_Task requirements_:
In the listing below, find each line that holds the string "wall" and copy it.

_Data provided_:

= Beginning of Section =

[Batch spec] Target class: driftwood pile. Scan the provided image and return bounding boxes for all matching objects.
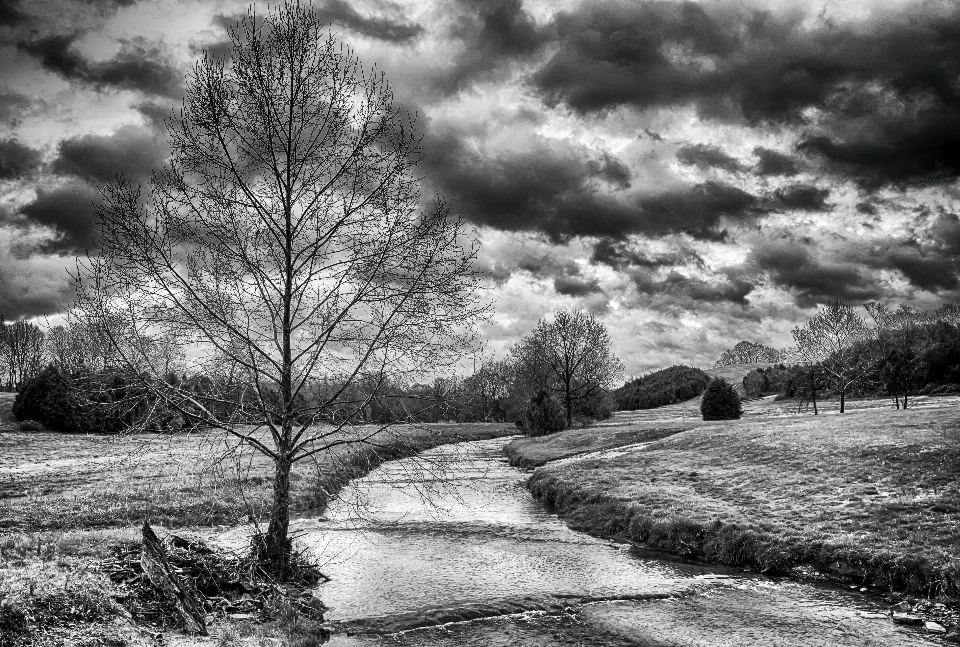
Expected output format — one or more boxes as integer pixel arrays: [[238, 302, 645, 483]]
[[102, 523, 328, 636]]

= End of Section =
= Beginning of Section =

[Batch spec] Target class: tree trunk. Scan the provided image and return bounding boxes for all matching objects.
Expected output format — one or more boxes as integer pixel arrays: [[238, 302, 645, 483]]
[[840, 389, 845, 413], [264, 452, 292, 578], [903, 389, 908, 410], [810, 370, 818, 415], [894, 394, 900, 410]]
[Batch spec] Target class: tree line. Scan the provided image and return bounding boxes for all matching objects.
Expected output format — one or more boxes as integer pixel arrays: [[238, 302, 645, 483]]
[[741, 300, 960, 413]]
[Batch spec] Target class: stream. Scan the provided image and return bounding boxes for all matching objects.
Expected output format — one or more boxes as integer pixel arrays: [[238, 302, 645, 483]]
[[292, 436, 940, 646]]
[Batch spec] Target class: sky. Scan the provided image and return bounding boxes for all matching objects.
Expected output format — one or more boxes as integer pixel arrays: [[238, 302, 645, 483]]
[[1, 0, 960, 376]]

= End of Section =
= Beginning of Section =

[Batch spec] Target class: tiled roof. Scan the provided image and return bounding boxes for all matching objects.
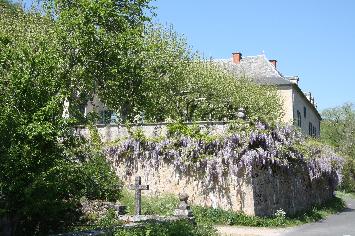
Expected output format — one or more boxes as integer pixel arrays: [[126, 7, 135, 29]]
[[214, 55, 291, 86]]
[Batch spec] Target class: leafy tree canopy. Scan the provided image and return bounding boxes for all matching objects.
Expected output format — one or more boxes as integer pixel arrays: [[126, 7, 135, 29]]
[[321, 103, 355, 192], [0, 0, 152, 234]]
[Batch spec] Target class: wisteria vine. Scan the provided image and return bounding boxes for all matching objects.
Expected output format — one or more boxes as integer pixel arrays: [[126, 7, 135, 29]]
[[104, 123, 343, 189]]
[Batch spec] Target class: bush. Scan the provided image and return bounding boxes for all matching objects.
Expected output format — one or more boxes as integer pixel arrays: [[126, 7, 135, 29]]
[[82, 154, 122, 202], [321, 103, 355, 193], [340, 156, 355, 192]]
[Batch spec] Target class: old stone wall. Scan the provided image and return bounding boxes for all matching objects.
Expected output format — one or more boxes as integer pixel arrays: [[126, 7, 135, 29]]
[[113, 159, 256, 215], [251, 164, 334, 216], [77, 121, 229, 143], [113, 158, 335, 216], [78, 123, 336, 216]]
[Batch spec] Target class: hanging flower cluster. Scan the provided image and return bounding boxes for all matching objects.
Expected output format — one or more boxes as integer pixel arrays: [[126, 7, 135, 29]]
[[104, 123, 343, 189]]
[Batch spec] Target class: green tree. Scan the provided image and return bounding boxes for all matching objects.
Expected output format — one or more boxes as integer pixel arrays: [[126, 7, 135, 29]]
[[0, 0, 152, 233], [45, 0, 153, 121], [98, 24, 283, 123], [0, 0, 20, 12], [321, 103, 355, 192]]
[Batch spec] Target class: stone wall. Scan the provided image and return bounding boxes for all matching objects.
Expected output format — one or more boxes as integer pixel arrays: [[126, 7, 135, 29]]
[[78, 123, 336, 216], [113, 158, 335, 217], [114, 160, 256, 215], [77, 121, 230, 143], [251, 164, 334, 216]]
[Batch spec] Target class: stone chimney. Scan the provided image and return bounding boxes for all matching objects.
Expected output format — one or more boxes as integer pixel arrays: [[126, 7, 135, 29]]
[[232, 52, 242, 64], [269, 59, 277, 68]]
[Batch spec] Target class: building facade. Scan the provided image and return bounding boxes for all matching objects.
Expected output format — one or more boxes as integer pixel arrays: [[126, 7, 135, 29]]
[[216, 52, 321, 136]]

= End of Section =

_Your response_:
[Batch spec] Target class: old stone wall. Scan the provided image and return bounding boxes for all matching objects.
[Batch spec] Target class: stone wall. Scan the provided image and return bounding boxes for all matching objects.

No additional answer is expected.